- Text section -
* * * * * * * * *

In Hively v. Ivy Tech Community College, the Seventh Circuit explicitly rejected the EEOC’s Title VII interpretation that Title VII prohibits discrimination based on sexual orientation.[5] In its decision, the court considered the numerous failed attempts in Congress to amend Title VII to include sexual orientation protections, as well as the Supreme Court’s refusal to consider sexual orientation under Title VII.[6] The Seventh Circuit acknowledged the “emerging consensus that sexual orientation [discrimination] in the workplace can no longer be tolerated,” but held that absent Congressional legislation amending Title VII to include sexual orientation or a Supreme Court decision interpreting sexual orientation to fall within the Act’s protection, Title VII does not protect employees on the basis of sexual orientation.[7] 

Practical Takeaways

The Seventh Circuit’s Hively decision provides a strong rebuke to the EEOC’s position that Title VII prohibits sexual orientation discrimination.  However, the practical impact of the decision on employers is limited for several reasons.

First, employers outside Illinois, Indiana, and Wisconsin (the territory covered by the Seventh Circuit) should expect the EEOC to continue pursuing sexual orientation cases. Second, the Hively decision confirms that employers and employees must look primarily to state and local laws—not Title VII—to determine the scope of protections provided to employees based on sexual orientation.  At this time, twenty-two (22) states (including California, Colorado, New Mexico, New York, and Utah) and various municipalities prohibit employment discrimination based on sexual orientation.[8]  Third, as the Seventh Circuit addressed in Hively, there is a national trend that employees should be protected from sexual orientation discrimination, and the Equality Act—which would amend Title VII to prohibit sexual orientation discrimination—continues to gather support (see related article), including from Democratic Presidential Nominee Hillary Clinton who stated the bill is her “highest priority.”[9]   

In light of the foregoing, employers should consider prohibiting discrimination and harassment based on sexual orientation regardless of where they are located.  Companies that have already adopted policies prohibiting sexual orientation discrimination should ensure staff and management are properly trained on the policies to be best equipped to defend potential charges and/or lawsuits.  As always, employers should consult with their labor and employment counsel when considering implementing such policies.

* * * * * * * * *

Stored items
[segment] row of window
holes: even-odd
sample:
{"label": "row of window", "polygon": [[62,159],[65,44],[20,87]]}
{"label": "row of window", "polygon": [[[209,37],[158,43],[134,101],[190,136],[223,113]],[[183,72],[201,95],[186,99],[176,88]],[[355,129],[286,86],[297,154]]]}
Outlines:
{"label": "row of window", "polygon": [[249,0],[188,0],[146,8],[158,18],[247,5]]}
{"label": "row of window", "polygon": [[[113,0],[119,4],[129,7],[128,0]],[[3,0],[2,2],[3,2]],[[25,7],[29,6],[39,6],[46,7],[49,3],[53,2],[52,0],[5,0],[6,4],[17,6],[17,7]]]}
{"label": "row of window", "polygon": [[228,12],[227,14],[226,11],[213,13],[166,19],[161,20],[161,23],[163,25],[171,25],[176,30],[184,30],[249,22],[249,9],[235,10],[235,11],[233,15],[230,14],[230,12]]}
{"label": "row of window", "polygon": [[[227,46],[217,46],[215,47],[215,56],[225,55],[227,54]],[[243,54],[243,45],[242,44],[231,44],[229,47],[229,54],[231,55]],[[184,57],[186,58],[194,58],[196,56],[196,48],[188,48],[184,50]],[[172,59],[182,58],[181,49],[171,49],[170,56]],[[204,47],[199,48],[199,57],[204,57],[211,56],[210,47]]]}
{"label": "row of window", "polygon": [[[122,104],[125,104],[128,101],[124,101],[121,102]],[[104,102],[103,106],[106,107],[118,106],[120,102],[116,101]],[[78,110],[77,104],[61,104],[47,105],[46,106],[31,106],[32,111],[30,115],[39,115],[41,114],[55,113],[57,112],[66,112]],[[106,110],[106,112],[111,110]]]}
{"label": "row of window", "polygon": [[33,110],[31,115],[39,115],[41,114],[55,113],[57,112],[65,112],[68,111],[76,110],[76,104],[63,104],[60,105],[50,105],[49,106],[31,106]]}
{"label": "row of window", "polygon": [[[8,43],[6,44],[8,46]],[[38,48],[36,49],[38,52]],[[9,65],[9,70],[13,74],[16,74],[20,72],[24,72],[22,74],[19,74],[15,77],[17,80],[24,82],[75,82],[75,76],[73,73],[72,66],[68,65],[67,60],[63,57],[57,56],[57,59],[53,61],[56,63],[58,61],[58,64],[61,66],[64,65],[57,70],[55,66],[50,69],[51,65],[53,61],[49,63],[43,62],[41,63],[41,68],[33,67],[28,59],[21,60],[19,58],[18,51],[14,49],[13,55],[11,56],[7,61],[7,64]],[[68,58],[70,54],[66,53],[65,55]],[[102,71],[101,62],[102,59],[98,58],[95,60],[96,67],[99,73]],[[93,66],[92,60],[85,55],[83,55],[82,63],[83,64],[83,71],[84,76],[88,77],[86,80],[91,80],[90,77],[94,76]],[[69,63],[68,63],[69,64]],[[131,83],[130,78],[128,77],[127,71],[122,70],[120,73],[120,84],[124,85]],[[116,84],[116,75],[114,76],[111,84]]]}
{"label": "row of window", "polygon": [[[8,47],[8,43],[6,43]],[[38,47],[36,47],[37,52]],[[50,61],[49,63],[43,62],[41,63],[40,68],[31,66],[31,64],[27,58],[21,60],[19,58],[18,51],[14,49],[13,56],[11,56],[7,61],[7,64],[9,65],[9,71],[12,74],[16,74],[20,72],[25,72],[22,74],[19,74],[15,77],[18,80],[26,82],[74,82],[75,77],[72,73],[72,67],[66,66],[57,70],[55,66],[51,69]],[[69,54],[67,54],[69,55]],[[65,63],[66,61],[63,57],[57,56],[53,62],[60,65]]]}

* * * * * * * * *

- To do -
**1.** Please reproduce the Hively passage word for word, starting at "In light of" and ending at "implementing such policies.".
**2.** Decide whether each statement agrees with the Hively passage. Answer yes or no and quote the deciding words. (a) The Seventh Circuit covers Illinois, Indiana, and Wisconsin. (b) Thirty states prohibit employment discrimination based on sexual orientation. (c) The Seventh Circuit adopted the EEOC's reading of Title VII on sexual orientation.

- Problem solutions -
**1.**
In light of the foregoing, employers should consider prohibiting discrimination and harassment based on sexual orientation regardless of where they are located.  Companies that have already adopted policies prohibiting sexual orientation discrimination should ensure staff and management are properly trained on the policies to be best equipped to defend potential charges and/or lawsuits.  As always, employers should consult with their labor and employment counsel when considering implementing such policies.

**2.**
(a) Yes: "employers outside Illinois, Indiana, and Wisconsin (the territory covered by the Seventh Circuit)"
(b) No: "twenty-two (22) states (including California, Colorado, New Mexico, New York, and Utah) and various municipalities prohibit employment discrimination based on sexual orientation"
(c) No: "the Seventh Circuit explicitly rejected the EEOC’s Title VII interpretation that Title VII prohibits discrimination based on sexual orientation"